EXERCISE TASK A> Repeat the part of the cyclone dust collector thread from "That was the" to "do it once...." word for word.

# 3.5 HP Penn state cyclone



## Mike1950 (Dec 17, 2015)

Finally it is on the wall- It is heavy and there has to be enough room under for the 2 55 gal. barrels.



 



 


OMG- where are the instructions...........

Reactions: Like 10 | Way Cool 5


----------



## Sprung (Dec 17, 2015)

Nice start, Mike! I'm getting ready to do the same thing and run dust collection lines, but on a much smaller scale than you will be doing - especially since everything that will be hooked up to it will be within 10 feet or so of the collector.

Reactions: Like 1


----------



## ripjack13 (Dec 17, 2015)

I'm pretty sure those silver things connect to the 55g barrel not lumped together inside it...

Reactions: Funny 4


----------



## Mike1950 (Dec 17, 2015)

Sprung said:


> Nice start, Mike! I'm getting ready to do the same thing and run dust collection lines, but on a much smaller scale than you will be doing - especially since everything that will be hooked up to it will be within 10 feet or so of the collector.



That was the only part I can't do myself. Sucker is heavy and all the weight is in the motor. Lot of work to do but I keep telling myself I only have to do it once....

Reactions: Like 1


----------



## Mike1950 (Dec 17, 2015)

ripjack13 said:


> I'm pretty sure those silver things connect to the 55g barrel not lumped together inside it...



VERY funny!!!


----------



## ripjack13 (Dec 17, 2015)

Oh....are you going to run a line to the lathe finally?!!!

EXERCISE TASK B> Format the listing below as a JSON list of strings, one string per line, with blank lines omitted. Leave the pictures out of the answer.

SUPPLIED MATERIAL>
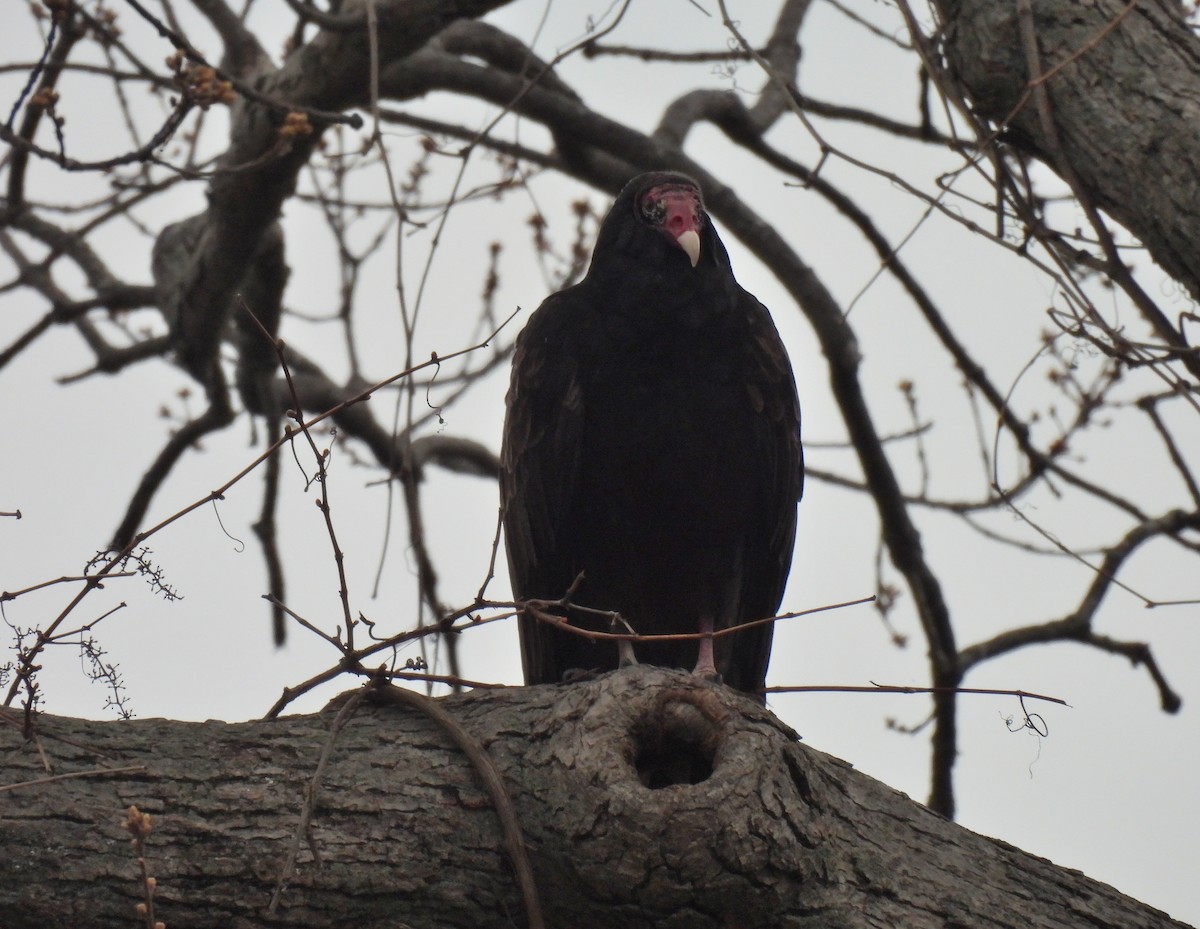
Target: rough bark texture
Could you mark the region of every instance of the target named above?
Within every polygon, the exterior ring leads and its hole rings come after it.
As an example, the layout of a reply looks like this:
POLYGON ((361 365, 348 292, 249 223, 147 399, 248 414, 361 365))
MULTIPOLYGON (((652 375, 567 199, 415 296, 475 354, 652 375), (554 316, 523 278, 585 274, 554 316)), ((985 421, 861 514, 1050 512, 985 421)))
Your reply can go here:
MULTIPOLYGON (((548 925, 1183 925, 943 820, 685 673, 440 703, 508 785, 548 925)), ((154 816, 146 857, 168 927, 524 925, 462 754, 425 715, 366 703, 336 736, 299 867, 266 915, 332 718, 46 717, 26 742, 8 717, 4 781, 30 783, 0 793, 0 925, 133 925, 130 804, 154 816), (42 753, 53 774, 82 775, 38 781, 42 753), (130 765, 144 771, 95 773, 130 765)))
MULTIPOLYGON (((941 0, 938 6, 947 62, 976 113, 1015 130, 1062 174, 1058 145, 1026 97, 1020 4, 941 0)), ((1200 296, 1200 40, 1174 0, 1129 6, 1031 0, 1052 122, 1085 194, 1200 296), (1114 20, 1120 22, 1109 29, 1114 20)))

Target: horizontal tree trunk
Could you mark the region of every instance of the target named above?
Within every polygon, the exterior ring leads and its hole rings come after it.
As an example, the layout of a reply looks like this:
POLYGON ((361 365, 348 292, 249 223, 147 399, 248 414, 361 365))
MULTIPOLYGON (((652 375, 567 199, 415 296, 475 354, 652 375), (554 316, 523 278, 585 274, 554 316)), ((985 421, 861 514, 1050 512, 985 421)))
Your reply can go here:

FINISHED ANSWER A>
That was the only part I can't do myself. Sucker is heavy and all the weight is in the motor. Lot of work to do but I keep telling myself I only have to do it once....

FINISHED ANSWER B>
[
  "Target: rough bark texture",
  "Could you mark the region of every instance of the target named above?",
  "Within every polygon, the exterior ring leads and its hole rings come after it.",
  "As an example, the layout of a reply looks like this:",
  "POLYGON ((361 365, 348 292, 249 223, 147 399, 248 414, 361 365))",
  "MULTIPOLYGON (((652 375, 567 199, 415 296, 475 354, 652 375), (554 316, 523 278, 585 274, 554 316)), ((985 421, 861 514, 1050 512, 985 421)))",
  "Your reply can go here:",
  "MULTIPOLYGON (((548 925, 1183 925, 943 820, 685 673, 440 703, 508 785, 548 925)), ((154 816, 146 857, 168 927, 524 925, 462 754, 425 715, 366 703, 336 736, 299 867, 266 915, 332 718, 46 717, 26 742, 8 717, 4 781, 30 783, 0 793, 0 925, 133 925, 130 804, 154 816), (42 753, 53 774, 82 775, 38 781, 42 753), (130 765, 144 771, 95 773, 130 765)))",
  "MULTIPOLYGON (((941 0, 938 6, 947 62, 976 113, 1015 130, 1062 174, 1058 145, 1026 97, 1020 4, 941 0)), ((1200 296, 1200 40, 1174 0, 1129 6, 1031 0, 1052 122, 1085 194, 1200 296), (1114 20, 1120 22, 1109 29, 1114 20)))",
  "Target: horizontal tree trunk",
  "Could you mark the region of every instance of the target named above?",
  "Within every polygon, the exterior ring leads and its hole rings come after it.",
  "As an example, the layout of a reply looks like this:",
  "POLYGON ((361 365, 348 292, 249 223, 147 399, 248 414, 361 365))",
  "MULTIPOLYGON (((652 375, 567 199, 415 296, 475 354, 652 375), (554 316, 523 278, 585 274, 554 316)), ((985 421, 861 514, 1050 512, 985 421)))",
  "Your reply can go here:"
]